With nothing added and nothing dropped, write out all of the entries below.

(Collected data)
Start of Block
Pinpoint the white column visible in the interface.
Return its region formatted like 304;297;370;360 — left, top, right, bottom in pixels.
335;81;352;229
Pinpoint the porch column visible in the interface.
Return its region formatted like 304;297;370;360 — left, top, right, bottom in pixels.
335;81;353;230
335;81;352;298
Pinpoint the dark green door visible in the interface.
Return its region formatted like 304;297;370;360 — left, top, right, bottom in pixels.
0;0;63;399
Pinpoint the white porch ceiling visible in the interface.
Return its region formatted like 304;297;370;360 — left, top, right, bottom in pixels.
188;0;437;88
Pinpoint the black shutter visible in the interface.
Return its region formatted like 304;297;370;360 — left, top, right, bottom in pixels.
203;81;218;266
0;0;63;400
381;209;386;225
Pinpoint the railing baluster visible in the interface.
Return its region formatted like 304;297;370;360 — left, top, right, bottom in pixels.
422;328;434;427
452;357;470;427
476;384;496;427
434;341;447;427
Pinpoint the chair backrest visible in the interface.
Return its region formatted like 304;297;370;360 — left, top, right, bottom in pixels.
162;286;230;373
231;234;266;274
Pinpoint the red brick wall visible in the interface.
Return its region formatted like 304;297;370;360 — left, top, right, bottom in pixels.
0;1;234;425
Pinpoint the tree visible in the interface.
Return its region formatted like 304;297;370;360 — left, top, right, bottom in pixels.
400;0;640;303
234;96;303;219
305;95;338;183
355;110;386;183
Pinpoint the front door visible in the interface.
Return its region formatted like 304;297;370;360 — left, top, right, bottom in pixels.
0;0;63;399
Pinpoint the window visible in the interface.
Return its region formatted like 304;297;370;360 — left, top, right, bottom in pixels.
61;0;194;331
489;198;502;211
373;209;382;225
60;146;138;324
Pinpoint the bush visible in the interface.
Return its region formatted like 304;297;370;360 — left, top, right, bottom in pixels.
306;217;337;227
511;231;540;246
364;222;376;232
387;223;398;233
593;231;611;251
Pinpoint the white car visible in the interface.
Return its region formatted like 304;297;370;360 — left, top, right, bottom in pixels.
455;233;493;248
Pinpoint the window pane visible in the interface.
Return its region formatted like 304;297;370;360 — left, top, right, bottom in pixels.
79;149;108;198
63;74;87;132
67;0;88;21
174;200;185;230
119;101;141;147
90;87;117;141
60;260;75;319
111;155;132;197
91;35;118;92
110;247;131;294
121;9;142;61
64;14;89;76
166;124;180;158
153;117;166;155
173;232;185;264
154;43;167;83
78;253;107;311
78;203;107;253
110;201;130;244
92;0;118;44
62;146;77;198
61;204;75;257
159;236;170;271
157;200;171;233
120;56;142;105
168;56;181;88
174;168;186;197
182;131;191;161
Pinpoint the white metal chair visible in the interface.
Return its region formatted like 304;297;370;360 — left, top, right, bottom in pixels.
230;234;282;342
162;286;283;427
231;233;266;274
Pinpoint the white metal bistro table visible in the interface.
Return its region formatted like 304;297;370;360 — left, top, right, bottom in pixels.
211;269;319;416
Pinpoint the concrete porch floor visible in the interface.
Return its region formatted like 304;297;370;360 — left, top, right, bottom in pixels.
End of Block
▶ _EXPECTED OUTPUT_:
Pinpoint the white column visible in the interface.
Return its region formatted like 304;297;370;360 — left, top, right, bottom in pixels.
335;81;352;229
Pinpoint the porch column visible in the interface.
Return its region formatted like 304;297;370;360 — left, top, right, bottom in pixels.
335;81;353;230
335;81;352;298
Pinpoint the dark green door visible in the interface.
Return its region formatted like 304;297;370;360 — left, top, right, bottom in pixels.
0;0;63;399
Pinpoint the white porch ceiling visible in the interface.
Return its region formatted like 304;297;370;360 — left, top, right, bottom in pixels.
188;0;437;88
Pinpoint the black shutter visible in the interface.
Return its region formatted like 304;297;370;360 — left, top, right, bottom in pixels.
203;81;218;266
0;0;63;400
381;209;386;225
Pinpoint the railing baluster visible in the interface.
Return its region formatted like 304;297;370;360 — left, top, right, bottom in pixels.
422;328;434;427
452;357;470;427
476;384;496;427
434;341;447;427
Pinpoint the chair backrest visible in the interface.
Return its region formatted like 304;297;370;360 — left, top, right, bottom in pixels.
162;286;230;373
231;234;266;274
Pinpoint the red brick wall visible in the interface.
Return its region formatted like 304;297;370;360 — left, top, right, bottom in pixels.
0;1;234;425
Pinpoint the tree visible in the interface.
Return its region formatted like 304;297;370;360 — left, top, right, bottom in pixels.
400;0;640;303
234;96;303;219
305;95;338;183
355;110;386;183
Pinpoint the front door visible in the interface.
Return its region formatted like 304;297;370;360 — left, top, right, bottom in pixels.
0;0;63;399
Pinpoint the window visible in the interface.
Return its region formatted like 304;297;370;360 — left, top, right, bottom in pixels.
61;0;194;331
489;198;502;211
373;209;382;225
60;146;138;324
Pinpoint the bush visible in the interface.
Return its region formatted like 304;297;370;360 — left, top, right, bottom in pixels.
306;217;337;227
511;231;540;246
364;222;376;232
387;223;398;233
593;231;611;251
Pinpoint the white car visible in the interface.
Return its region formatted like 304;297;370;360 — left, top, right, bottom in pixels.
455;233;493;248
Pinpoint the window pane visible in the interface.
Return its region formatted like 304;297;370;360 — left, top, right, bottom in pixels.
79;149;108;198
63;74;87;132
67;0;88;21
174;200;185;230
119;101;141;147
90;87;117;141
60;260;75;319
111;155;132;197
91;35;118;92
110;247;131;294
121;9;142;61
64;14;89;76
166;124;180;158
153;117;166;155
173;232;185;264
154;43;167;83
78;253;107;311
78;203;107;253
110;201;130;244
92;0;118;44
62;146;77;198
61;204;75;257
159;236;170;271
157;200;171;233
120;56;142;105
168;56;181;88
174;168;186;197
182;131;191;161
Pinpoint the white metal chair visible in the interface.
Return its region formatted like 304;297;370;360 — left, top, right, bottom in pixels.
230;234;282;342
162;286;283;427
231;233;266;274
Pinpoint the white metal bistro table visible in the interface.
Return its region formatted like 304;297;370;360 — left, top, right, bottom in pixels.
211;269;319;416
Pinpoint the concrete porch floor visible in the interface.
Return its region formatted like 304;297;370;360 — left, top, right, bottom in pixels.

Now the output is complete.